* SET TASK *
Exactly as written, transcribe the lines that run from the one containing "Where can you spot the kitchen sink" to the end of the records below.

* RECORDS SUPPLIED *
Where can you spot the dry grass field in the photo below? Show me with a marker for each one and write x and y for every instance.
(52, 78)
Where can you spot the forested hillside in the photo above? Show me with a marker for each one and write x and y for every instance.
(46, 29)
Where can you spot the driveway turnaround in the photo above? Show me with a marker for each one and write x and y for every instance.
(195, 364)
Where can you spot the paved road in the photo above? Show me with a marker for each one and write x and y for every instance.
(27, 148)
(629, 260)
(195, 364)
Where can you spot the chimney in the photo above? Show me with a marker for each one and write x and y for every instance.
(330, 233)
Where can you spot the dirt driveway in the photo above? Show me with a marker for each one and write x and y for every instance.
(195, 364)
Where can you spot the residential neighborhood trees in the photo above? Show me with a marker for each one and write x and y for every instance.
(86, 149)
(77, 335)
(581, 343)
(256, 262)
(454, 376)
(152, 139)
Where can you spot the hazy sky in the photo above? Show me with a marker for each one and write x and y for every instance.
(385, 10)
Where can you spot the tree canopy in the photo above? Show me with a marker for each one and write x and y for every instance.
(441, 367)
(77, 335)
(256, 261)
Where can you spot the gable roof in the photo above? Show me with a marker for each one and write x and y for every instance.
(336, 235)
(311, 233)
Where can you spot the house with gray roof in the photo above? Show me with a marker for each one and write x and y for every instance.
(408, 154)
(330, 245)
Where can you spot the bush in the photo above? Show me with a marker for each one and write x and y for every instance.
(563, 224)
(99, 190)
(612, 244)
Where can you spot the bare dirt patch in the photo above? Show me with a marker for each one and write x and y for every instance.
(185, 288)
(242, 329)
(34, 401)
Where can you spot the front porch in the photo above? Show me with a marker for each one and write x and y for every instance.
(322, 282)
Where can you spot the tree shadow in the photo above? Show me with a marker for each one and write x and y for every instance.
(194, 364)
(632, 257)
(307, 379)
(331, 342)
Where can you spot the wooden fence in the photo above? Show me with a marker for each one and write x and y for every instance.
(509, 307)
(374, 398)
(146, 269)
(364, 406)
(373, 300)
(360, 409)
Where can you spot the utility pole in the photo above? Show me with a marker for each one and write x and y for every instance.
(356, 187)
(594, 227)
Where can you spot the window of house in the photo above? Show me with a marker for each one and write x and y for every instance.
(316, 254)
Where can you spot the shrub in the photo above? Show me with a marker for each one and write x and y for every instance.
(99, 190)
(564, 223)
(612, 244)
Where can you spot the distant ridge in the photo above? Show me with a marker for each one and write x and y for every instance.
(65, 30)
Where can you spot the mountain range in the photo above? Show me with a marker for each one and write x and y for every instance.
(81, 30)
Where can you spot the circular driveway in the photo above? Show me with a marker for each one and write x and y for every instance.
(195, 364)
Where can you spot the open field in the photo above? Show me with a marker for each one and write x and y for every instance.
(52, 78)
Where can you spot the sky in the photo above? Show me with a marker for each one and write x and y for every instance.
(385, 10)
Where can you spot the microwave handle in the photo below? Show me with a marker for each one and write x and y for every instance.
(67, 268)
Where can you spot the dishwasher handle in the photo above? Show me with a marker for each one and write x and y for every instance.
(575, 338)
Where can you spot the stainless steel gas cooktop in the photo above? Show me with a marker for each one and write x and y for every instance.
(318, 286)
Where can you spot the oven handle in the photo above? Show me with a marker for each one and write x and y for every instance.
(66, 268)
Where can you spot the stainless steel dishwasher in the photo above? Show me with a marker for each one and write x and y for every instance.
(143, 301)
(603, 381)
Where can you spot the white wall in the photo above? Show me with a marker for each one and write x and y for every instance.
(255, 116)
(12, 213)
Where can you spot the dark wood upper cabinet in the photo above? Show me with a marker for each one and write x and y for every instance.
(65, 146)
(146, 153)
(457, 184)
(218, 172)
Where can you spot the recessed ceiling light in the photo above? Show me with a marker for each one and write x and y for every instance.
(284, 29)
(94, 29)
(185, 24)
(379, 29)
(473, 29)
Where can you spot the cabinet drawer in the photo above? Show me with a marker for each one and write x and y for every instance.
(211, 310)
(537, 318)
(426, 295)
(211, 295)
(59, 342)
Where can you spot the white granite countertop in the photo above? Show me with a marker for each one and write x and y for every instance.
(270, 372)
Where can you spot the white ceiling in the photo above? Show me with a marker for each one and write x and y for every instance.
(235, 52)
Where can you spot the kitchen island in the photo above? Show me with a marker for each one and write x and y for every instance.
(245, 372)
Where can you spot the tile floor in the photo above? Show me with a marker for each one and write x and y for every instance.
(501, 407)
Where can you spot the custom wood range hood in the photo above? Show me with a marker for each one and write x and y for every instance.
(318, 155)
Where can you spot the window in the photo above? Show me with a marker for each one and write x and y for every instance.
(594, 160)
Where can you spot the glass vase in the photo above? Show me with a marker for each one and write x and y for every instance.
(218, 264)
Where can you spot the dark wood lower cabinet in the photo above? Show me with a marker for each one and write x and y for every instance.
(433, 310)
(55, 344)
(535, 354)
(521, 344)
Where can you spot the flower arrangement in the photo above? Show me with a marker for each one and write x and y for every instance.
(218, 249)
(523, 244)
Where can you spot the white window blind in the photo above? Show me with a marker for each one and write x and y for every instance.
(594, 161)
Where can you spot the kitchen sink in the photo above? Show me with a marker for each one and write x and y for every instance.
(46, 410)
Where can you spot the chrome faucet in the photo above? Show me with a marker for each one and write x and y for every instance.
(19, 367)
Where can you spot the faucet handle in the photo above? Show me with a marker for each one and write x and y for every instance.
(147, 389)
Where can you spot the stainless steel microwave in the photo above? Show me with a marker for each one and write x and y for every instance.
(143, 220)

* OUTPUT OF THE TASK *
Where can you spot the kitchen sink in the photo above? Show me with a marker for each one and write x and y for every instance.
(46, 410)
Where can you spot the chrome faucet in the photo above? Show me with a marker for each one and write x and y for every instance.
(19, 367)
Where can you spot the faucet handle in the photo above? Show me with a marker for each one and write x and y for every instance.
(147, 389)
Where can you spot the stainless steel microwave in the photo above? Show me with a marker for each one and write x and y for every instance.
(143, 220)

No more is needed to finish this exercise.